● **SELECTED TEXT**:
- Docker for containerization, including Chrome and chromedriver
- Flask with blueprints for better code organization
- Pydantic for models and input validation
- Selenium Wire and Stealth for avoid website block
- Mypy for typing check
- Flake8 for linting
- Pytest for unit testing
- Black for pep8 auto-format
- Clean code
- Makefile for common tasks
- Retry in case of any error
Using docker-compose:
docker-compose up
Without docker-compose:
Build
DOCKER_BUILDKIT=0 docker build --tag crawler:latest .
Run
docker run -p 3000:3000 -it crawler:latest
In order to run locally, Google Chrome and chromedriver
is requred in the PATH.
First, create a new virtual env:
python3 -m venv venv
source venv/bin/activate
Then, install the dependencies:
pip install -r requirements/development.txt
Run with Makefile:
make run
make run
will run lint, mypy, tests and format.
I tried to solve the reCAPTCHA using capmonster but had no luck, every time that a captcha was solved, the website shows again and again.
And tests, more tests!
I am using HTTPie because is more simple than cURL JSON.
Getting the name and surname of an user without OTP:
http http://localhost:3000/v1/ username=username password=password secret_answer=secret
Getting the same information of an user with OTP:
http http://localhost:3000/v1/ username=username password=password authenticator_secret_key="AAAA BBBB CCCC DDD"

● **GIVEN REQUEST 1**: Can you copy every line of the listing from the line containing "Point to the tactical" through its final line, inclusive, shifting each answer coordinate by -56?
This listing bears no relation to the crawler README.

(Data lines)
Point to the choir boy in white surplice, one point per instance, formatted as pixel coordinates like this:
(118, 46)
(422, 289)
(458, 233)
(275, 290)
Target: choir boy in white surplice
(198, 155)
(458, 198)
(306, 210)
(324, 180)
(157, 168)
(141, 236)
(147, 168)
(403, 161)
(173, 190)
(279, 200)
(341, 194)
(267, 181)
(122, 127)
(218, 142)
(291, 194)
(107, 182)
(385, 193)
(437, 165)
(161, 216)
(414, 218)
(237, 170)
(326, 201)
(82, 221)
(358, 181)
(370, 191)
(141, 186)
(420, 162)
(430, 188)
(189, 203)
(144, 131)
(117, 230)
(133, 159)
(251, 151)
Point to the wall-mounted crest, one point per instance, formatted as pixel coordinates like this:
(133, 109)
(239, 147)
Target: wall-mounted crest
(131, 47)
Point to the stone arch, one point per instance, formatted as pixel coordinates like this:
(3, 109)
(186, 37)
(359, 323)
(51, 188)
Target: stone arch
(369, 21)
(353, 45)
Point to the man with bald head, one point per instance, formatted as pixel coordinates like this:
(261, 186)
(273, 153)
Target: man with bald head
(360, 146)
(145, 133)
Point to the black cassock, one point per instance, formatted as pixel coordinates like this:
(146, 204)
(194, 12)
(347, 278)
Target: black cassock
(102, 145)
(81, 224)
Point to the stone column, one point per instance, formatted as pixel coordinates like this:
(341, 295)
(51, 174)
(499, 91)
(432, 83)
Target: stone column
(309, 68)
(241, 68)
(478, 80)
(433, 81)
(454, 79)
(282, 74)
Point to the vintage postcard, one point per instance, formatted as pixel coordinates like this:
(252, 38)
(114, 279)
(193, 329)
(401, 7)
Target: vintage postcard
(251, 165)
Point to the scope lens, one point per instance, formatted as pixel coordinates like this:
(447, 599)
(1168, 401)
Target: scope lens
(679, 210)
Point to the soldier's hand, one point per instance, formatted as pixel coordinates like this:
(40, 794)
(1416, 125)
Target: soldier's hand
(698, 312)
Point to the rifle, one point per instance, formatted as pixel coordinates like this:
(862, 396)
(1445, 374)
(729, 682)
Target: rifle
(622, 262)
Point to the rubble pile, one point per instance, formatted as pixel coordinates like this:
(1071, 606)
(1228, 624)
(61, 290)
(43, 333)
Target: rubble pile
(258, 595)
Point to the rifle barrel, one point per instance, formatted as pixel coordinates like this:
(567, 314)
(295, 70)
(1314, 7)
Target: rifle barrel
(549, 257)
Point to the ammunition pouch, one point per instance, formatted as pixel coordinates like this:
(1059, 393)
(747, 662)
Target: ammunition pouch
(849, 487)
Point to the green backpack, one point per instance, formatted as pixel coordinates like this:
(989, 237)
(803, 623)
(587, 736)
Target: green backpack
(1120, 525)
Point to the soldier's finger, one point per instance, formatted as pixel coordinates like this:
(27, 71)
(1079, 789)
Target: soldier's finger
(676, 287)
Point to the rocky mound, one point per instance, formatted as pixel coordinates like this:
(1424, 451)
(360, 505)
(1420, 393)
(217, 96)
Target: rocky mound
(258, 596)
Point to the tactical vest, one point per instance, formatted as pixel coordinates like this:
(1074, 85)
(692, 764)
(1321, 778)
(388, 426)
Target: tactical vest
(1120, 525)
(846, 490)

● **GIVEN REQUEST 2**: According to the crawler README, what does running make run carry out?

● **TASK OUTPUT 1**:
Point to the tactical vest, one point per instance, formatted as pixel coordinates like this:
(1074, 85)
(692, 764)
(1321, 778)
(388, 426)
Target: tactical vest
(1064, 469)
(790, 434)

● **TASK OUTPUT 2**: Lint, mypy, tests, and format.